▶ **Exercise goal**
Below are some records. Return exactly the lines from the one containing "query (the noun phrase to segment): pine tree" through the one containing "Trace every instance of the lake", both included, and only those.

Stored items
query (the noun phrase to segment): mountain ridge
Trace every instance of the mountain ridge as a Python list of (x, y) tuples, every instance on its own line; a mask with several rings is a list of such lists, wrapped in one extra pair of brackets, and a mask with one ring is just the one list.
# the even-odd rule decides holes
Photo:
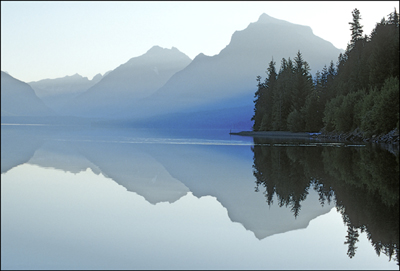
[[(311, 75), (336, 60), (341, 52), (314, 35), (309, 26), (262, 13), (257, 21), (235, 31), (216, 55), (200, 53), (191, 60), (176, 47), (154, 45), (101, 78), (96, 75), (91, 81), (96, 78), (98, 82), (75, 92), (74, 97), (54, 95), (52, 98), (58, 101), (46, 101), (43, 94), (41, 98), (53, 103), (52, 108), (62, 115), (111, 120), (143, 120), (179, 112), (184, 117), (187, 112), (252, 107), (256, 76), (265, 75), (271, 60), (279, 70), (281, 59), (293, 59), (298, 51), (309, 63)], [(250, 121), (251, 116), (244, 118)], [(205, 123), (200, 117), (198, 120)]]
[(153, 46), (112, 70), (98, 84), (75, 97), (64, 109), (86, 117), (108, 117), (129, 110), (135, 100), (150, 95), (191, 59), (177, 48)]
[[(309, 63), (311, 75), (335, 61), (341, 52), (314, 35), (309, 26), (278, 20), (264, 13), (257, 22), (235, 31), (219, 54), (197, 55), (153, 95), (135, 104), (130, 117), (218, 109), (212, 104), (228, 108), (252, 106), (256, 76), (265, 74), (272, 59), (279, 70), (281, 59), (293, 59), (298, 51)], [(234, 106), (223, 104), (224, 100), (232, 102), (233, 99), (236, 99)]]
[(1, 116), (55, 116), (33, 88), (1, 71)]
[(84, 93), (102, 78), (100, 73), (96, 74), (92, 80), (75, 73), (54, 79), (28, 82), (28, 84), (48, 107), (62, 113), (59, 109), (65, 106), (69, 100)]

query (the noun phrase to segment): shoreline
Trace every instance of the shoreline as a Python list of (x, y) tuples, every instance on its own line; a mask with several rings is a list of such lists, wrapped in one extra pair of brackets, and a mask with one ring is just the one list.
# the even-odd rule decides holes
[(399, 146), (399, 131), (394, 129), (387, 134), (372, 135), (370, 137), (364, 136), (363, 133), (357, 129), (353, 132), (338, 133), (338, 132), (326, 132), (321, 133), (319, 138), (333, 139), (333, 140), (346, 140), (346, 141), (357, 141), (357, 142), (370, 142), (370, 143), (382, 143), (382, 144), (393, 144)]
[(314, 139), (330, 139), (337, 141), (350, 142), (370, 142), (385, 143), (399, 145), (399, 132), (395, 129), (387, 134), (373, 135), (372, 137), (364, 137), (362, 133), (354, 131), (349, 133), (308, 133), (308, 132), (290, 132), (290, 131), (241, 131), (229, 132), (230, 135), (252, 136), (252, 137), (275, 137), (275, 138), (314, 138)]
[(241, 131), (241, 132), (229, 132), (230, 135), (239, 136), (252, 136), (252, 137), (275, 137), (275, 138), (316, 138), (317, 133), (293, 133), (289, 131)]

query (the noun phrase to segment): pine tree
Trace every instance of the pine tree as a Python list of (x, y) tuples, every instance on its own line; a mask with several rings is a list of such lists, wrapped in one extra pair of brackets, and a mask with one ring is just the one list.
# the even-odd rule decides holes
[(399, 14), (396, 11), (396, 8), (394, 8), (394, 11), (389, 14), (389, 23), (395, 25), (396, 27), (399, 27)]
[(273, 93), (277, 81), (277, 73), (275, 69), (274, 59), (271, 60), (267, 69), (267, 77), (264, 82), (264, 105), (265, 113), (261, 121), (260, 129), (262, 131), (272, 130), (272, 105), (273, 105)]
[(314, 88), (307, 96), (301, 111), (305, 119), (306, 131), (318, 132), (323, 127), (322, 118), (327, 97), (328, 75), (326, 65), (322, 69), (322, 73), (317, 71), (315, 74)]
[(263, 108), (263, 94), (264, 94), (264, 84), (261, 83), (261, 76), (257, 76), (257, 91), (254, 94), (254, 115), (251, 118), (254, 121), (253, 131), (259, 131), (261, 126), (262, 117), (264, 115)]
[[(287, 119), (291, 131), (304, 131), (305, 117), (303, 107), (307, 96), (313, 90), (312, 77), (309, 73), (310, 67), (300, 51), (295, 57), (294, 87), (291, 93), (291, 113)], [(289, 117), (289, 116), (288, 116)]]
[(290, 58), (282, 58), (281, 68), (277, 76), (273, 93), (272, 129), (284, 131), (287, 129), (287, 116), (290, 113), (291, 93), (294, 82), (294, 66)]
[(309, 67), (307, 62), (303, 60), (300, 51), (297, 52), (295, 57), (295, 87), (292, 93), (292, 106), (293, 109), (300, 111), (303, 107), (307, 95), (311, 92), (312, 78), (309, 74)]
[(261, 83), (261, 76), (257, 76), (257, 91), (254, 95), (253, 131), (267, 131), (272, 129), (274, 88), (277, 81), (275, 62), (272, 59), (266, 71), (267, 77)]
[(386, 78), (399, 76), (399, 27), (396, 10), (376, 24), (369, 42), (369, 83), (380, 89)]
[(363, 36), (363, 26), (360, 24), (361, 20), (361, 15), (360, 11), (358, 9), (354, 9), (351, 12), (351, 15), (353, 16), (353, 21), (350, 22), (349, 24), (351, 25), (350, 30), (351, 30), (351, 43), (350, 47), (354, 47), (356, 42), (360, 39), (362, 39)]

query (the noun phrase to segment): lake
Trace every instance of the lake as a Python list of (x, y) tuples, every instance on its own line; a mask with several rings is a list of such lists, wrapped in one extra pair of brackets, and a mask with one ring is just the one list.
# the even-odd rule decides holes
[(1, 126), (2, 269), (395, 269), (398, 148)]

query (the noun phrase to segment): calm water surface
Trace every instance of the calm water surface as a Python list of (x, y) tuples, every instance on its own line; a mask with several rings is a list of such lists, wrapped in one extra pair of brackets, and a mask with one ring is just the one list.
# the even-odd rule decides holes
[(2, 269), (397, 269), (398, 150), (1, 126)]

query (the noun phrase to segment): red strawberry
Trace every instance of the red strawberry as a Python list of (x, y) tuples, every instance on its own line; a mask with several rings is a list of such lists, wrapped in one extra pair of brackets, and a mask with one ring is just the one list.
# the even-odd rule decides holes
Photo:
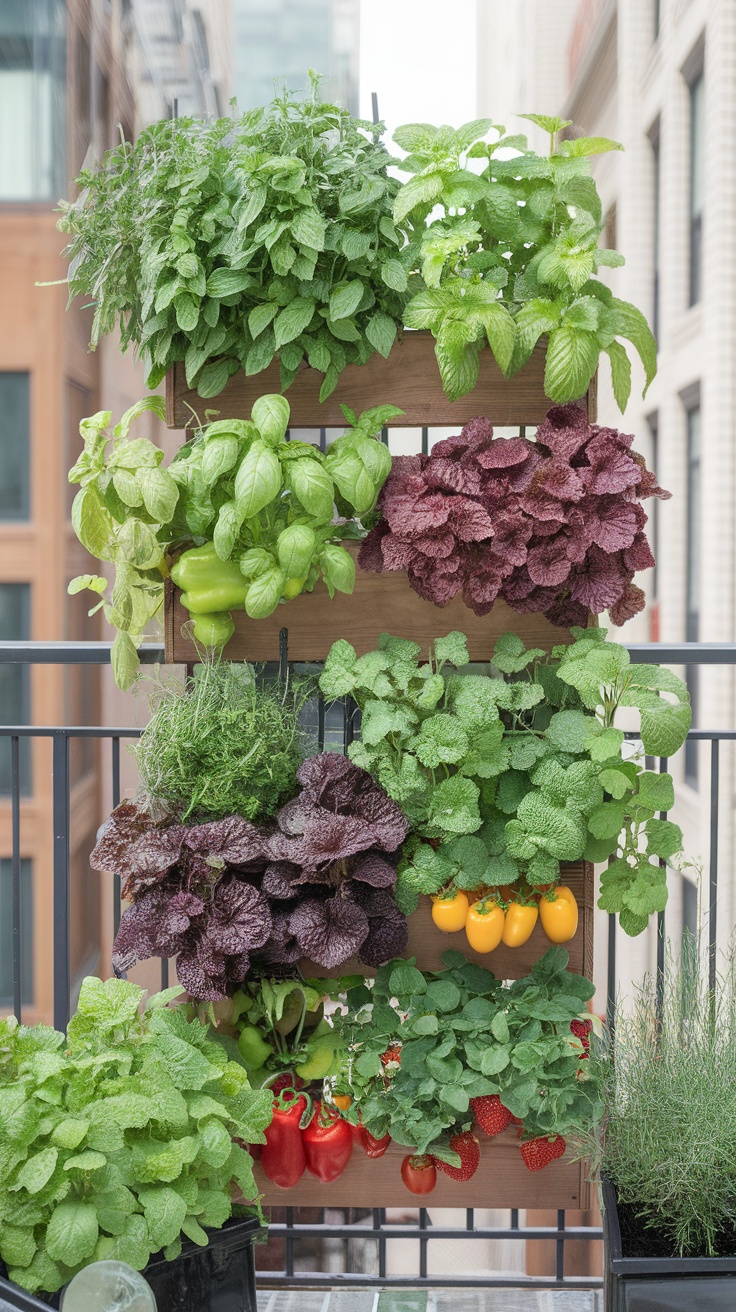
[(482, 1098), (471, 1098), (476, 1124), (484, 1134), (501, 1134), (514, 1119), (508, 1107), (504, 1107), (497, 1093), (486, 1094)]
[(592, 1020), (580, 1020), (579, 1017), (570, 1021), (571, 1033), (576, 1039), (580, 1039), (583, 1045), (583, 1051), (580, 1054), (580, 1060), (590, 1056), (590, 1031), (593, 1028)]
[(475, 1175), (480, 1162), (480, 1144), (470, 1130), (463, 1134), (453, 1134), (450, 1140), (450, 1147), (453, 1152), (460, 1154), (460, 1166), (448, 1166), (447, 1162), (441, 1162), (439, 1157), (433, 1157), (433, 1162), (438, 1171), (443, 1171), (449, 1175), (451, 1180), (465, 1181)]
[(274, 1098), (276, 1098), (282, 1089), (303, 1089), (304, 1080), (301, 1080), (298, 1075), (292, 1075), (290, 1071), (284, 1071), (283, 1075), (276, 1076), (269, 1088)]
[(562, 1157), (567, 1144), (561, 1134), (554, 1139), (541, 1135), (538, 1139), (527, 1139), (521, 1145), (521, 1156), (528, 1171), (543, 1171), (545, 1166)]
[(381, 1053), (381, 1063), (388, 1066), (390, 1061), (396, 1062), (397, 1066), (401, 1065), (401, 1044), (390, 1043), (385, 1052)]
* * *
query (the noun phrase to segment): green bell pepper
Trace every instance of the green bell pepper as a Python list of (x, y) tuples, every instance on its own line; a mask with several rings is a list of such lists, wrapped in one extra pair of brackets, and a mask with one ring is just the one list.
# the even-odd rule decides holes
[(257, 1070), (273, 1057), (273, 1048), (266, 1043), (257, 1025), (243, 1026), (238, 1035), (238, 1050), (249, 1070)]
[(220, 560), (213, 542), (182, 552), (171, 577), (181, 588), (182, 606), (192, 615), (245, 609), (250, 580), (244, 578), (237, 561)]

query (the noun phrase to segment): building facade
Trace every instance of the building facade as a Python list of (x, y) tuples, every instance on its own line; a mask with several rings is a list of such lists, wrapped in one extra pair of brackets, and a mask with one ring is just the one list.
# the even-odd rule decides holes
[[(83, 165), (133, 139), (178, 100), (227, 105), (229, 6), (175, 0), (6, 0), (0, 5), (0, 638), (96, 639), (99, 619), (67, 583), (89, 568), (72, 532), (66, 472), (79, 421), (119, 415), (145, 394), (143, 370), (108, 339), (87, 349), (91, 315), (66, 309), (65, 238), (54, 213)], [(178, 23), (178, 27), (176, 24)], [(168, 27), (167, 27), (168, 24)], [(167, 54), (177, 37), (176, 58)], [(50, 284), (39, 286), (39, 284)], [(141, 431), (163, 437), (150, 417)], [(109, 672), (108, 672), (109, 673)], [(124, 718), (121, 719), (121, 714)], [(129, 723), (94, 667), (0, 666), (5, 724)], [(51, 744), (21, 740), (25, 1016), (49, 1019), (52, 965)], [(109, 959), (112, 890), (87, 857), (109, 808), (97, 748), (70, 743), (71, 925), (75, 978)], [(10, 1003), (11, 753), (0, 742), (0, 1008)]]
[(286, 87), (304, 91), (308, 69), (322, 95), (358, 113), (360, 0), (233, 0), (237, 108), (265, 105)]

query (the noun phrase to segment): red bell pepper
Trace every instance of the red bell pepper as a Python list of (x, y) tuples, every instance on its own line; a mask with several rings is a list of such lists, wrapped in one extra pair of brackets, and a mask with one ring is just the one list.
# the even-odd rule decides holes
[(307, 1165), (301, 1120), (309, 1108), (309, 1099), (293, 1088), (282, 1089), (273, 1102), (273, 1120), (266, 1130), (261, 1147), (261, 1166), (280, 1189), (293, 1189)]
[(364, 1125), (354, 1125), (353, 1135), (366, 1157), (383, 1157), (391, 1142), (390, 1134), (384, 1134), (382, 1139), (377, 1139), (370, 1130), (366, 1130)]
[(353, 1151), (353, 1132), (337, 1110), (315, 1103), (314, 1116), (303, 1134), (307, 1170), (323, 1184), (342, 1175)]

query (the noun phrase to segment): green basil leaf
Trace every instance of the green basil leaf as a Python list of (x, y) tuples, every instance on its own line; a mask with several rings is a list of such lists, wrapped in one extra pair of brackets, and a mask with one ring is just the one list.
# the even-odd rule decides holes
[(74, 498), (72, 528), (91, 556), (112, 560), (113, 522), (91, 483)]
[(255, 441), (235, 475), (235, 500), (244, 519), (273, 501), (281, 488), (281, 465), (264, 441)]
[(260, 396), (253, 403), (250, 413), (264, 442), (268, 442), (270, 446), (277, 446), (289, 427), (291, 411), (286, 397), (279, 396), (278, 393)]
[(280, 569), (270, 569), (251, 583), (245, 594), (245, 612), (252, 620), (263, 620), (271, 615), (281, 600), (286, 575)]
...
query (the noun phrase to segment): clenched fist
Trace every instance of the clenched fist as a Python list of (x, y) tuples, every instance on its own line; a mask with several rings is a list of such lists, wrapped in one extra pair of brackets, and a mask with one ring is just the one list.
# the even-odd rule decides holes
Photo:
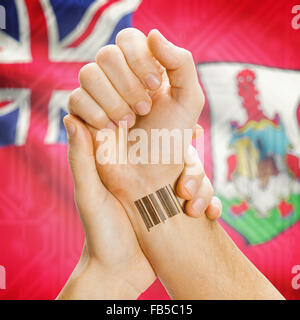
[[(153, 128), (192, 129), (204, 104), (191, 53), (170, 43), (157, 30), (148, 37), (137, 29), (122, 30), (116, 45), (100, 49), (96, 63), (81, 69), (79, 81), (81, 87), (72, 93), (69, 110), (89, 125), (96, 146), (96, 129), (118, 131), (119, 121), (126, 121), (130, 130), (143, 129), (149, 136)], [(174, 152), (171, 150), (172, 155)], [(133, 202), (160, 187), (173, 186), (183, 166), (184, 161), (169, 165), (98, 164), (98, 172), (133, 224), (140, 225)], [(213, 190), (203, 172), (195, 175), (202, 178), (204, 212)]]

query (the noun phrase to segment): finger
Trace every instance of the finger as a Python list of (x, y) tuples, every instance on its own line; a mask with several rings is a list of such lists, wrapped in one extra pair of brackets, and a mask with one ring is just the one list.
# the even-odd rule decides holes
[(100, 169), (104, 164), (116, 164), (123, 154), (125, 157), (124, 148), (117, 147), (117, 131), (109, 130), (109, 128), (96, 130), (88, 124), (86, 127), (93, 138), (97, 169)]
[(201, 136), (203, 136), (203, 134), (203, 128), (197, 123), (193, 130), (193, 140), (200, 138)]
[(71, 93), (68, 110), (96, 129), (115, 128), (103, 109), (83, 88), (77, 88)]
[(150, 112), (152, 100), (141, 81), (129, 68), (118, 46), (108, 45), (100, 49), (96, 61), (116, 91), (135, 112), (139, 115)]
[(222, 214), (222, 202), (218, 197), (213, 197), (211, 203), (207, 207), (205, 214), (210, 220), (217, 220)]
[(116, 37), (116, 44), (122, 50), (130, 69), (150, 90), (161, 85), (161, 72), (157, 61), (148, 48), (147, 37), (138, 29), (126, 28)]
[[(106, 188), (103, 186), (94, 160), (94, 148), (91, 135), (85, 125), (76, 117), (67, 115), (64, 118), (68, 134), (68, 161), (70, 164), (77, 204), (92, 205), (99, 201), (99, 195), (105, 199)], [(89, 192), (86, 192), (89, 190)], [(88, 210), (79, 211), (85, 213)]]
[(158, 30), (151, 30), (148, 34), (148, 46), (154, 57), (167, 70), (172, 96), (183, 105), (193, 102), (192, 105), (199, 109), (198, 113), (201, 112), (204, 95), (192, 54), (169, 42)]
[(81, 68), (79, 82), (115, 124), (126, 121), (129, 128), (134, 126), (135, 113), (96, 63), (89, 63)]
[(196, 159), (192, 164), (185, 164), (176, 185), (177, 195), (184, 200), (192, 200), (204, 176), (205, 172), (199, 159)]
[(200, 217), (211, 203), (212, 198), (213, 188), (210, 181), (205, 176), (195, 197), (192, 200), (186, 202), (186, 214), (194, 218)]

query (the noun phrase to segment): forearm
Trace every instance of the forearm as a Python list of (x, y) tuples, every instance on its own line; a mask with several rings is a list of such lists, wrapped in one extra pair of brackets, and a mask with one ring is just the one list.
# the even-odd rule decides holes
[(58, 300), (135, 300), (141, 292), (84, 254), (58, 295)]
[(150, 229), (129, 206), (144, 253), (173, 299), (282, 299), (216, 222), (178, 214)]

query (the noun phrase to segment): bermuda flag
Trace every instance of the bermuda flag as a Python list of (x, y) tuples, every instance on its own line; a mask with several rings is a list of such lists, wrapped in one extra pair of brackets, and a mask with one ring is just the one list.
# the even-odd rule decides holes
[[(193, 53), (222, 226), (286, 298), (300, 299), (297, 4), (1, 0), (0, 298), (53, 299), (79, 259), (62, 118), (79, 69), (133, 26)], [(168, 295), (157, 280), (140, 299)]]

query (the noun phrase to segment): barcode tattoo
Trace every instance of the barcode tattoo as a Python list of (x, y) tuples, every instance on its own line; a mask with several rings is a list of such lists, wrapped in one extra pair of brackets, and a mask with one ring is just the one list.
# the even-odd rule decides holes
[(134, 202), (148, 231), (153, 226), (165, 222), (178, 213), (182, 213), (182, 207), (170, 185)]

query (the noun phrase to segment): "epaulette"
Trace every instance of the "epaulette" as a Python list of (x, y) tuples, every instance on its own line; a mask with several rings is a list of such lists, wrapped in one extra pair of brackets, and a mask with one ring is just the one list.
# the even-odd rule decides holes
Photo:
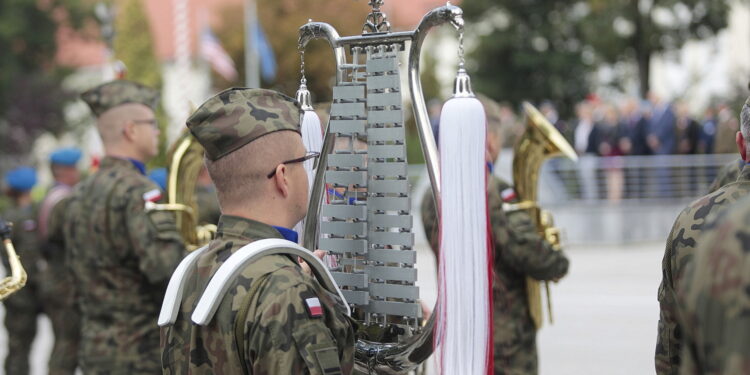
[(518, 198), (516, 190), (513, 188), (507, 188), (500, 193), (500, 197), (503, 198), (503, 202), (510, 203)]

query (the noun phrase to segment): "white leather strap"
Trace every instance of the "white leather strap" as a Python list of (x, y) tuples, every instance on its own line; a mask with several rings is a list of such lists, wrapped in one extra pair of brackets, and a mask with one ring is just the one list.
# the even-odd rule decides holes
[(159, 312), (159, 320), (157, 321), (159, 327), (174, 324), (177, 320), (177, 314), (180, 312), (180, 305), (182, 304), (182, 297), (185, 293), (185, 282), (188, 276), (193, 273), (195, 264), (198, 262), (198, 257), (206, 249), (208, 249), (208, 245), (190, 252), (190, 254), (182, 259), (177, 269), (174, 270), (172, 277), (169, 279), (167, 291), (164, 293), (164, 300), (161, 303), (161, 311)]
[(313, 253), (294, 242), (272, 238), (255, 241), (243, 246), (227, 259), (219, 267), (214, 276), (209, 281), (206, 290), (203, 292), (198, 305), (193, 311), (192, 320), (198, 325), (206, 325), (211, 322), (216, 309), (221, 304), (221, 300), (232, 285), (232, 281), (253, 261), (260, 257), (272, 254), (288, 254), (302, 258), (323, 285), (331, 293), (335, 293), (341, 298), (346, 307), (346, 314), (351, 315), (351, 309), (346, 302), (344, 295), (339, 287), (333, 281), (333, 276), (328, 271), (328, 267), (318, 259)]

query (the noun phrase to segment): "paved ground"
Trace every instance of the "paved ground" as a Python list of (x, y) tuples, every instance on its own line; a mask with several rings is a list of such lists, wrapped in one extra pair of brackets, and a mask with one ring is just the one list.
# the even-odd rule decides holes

▶ **Output**
query (the noun phrase to segment): pine tree
Trace every instance of the pine tree as a Python list of (x, y) tuples, every instance on its own line; a mask with several rings is a list of such lists, wrapped in one extra pair of brackets, and a mask with one ring is just the one list.
# the even-odd rule decides holes
[(399, 14), (396, 11), (396, 8), (394, 8), (394, 11), (389, 14), (389, 23), (395, 25), (396, 27), (399, 27)]
[(273, 93), (277, 81), (277, 73), (275, 69), (274, 59), (271, 60), (267, 69), (267, 77), (264, 82), (264, 105), (265, 113), (261, 121), (260, 129), (262, 131), (272, 130), (272, 105), (273, 105)]
[(314, 88), (307, 96), (301, 111), (305, 119), (306, 131), (318, 132), (323, 127), (322, 118), (327, 97), (328, 75), (326, 65), (322, 69), (322, 73), (317, 71), (315, 74)]
[(263, 108), (263, 94), (264, 94), (264, 84), (261, 83), (261, 76), (257, 76), (257, 91), (254, 94), (254, 115), (251, 118), (254, 121), (253, 131), (259, 131), (261, 126), (262, 117), (264, 115)]
[[(287, 119), (291, 131), (304, 131), (305, 117), (303, 107), (307, 96), (313, 90), (312, 77), (309, 73), (310, 67), (300, 51), (295, 57), (294, 87), (291, 93), (291, 113)], [(289, 117), (289, 116), (288, 116)]]
[(290, 58), (282, 58), (281, 68), (277, 76), (273, 93), (272, 129), (284, 131), (287, 129), (287, 116), (290, 113), (291, 93), (294, 82), (294, 66)]
[(309, 67), (307, 62), (303, 60), (300, 51), (297, 52), (295, 57), (295, 87), (292, 93), (292, 106), (293, 109), (300, 111), (303, 107), (307, 95), (311, 92), (312, 78), (309, 74)]
[(261, 83), (261, 76), (257, 76), (257, 91), (254, 95), (253, 131), (267, 131), (272, 129), (274, 88), (277, 81), (275, 62), (272, 59), (266, 71), (267, 77)]
[(386, 78), (399, 76), (399, 27), (396, 10), (376, 24), (369, 42), (369, 83), (380, 89)]
[(363, 36), (363, 26), (360, 24), (361, 20), (361, 15), (360, 11), (358, 9), (354, 9), (351, 12), (351, 15), (353, 16), (353, 21), (350, 22), (349, 24), (351, 25), (350, 30), (351, 30), (351, 43), (350, 47), (354, 47), (356, 42), (360, 39), (362, 39)]

query (the noun phrase to segment): lake
Trace every instance of the lake as a Python list of (x, y) tuples, every instance on its own line; a mask with several rings is a list of such lists, wrapped in one extra pair of brackets, and a mask with one ring is just the one list.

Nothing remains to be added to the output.